● Dataset records
▽
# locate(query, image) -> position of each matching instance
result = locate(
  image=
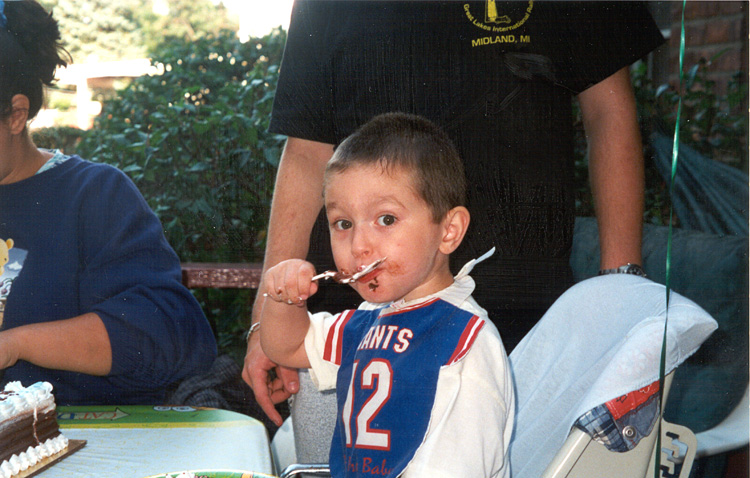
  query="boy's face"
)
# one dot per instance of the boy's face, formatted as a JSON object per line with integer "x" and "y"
{"x": 374, "y": 213}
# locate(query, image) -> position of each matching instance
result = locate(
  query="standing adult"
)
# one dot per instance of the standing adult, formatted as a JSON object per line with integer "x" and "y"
{"x": 90, "y": 293}
{"x": 499, "y": 78}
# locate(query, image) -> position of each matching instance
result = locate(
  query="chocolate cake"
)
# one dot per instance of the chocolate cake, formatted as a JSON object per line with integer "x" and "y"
{"x": 29, "y": 433}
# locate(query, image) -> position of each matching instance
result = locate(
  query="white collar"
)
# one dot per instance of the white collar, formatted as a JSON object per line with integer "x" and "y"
{"x": 456, "y": 293}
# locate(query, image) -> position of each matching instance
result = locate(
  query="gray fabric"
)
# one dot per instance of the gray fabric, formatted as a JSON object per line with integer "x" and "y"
{"x": 711, "y": 270}
{"x": 313, "y": 418}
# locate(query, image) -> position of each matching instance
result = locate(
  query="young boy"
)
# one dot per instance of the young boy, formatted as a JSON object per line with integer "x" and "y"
{"x": 421, "y": 376}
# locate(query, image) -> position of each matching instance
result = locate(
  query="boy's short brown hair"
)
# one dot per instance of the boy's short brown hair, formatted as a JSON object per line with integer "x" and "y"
{"x": 411, "y": 142}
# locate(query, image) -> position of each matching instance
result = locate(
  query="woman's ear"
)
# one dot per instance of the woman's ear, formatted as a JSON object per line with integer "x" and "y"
{"x": 19, "y": 114}
{"x": 455, "y": 224}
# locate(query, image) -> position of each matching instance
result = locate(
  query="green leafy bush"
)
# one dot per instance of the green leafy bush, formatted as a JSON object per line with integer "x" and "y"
{"x": 712, "y": 124}
{"x": 64, "y": 138}
{"x": 195, "y": 141}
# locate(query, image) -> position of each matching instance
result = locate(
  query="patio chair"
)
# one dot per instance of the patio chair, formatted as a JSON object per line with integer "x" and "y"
{"x": 601, "y": 340}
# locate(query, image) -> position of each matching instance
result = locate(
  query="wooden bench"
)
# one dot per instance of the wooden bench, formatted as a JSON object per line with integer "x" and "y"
{"x": 197, "y": 275}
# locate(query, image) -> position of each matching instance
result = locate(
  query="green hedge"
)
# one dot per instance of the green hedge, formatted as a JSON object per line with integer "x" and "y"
{"x": 195, "y": 142}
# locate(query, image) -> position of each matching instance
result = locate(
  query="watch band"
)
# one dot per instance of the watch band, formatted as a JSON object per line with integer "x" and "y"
{"x": 250, "y": 331}
{"x": 628, "y": 268}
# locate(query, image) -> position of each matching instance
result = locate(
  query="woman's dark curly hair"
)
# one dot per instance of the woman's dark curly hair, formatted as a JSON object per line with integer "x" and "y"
{"x": 30, "y": 52}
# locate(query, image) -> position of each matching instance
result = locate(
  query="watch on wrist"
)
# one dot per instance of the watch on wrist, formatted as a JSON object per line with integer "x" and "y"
{"x": 250, "y": 331}
{"x": 628, "y": 268}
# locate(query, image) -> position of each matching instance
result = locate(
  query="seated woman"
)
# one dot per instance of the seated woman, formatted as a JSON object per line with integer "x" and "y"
{"x": 90, "y": 292}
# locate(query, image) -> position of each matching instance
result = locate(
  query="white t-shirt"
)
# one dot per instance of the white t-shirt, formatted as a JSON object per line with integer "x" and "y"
{"x": 472, "y": 415}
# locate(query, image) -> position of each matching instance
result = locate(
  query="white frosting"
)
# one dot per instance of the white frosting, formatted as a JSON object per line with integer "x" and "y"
{"x": 22, "y": 400}
{"x": 35, "y": 397}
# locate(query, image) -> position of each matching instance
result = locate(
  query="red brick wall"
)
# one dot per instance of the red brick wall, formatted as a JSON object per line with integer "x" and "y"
{"x": 710, "y": 28}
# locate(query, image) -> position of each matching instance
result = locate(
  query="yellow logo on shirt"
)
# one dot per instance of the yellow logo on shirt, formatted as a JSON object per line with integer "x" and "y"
{"x": 499, "y": 17}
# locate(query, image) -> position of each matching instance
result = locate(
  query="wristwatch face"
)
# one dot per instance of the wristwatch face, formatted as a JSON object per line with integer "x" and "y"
{"x": 634, "y": 269}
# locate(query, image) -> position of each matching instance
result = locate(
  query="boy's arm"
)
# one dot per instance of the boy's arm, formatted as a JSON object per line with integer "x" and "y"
{"x": 282, "y": 333}
{"x": 284, "y": 319}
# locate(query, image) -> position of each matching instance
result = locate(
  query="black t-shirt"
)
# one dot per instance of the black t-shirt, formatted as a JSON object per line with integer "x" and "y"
{"x": 499, "y": 78}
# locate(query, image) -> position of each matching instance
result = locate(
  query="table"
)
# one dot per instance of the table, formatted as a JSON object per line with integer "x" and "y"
{"x": 140, "y": 441}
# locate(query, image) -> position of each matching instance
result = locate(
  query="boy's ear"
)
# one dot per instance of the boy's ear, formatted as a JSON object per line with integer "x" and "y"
{"x": 455, "y": 224}
{"x": 19, "y": 113}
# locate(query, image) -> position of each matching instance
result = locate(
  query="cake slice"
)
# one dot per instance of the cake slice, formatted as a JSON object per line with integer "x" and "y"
{"x": 29, "y": 433}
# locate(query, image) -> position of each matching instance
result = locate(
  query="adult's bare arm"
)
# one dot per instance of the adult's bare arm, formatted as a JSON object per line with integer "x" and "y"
{"x": 80, "y": 344}
{"x": 616, "y": 168}
{"x": 297, "y": 200}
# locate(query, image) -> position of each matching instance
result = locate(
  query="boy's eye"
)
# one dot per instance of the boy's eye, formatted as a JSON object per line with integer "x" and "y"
{"x": 342, "y": 224}
{"x": 386, "y": 220}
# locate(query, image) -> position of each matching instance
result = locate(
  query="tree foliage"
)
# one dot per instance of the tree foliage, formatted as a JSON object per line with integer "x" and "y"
{"x": 195, "y": 141}
{"x": 102, "y": 30}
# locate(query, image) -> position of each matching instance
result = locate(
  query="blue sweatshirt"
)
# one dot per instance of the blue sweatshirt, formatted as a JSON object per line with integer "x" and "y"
{"x": 85, "y": 240}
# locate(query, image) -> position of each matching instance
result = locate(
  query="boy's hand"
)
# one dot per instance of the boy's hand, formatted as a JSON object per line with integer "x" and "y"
{"x": 290, "y": 281}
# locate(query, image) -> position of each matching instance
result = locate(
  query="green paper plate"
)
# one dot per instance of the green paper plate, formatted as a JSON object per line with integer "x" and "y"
{"x": 214, "y": 474}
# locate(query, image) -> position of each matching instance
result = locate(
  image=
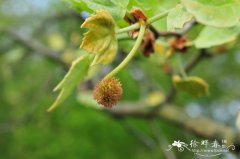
△
● What is expected
Please copy every line of the items above that contains the word "black".

● Solution to this task
  query="black t-shirt"
# one dot per instance of the black t-shirt, formatted as a JSON object per line with integer "x" and "y"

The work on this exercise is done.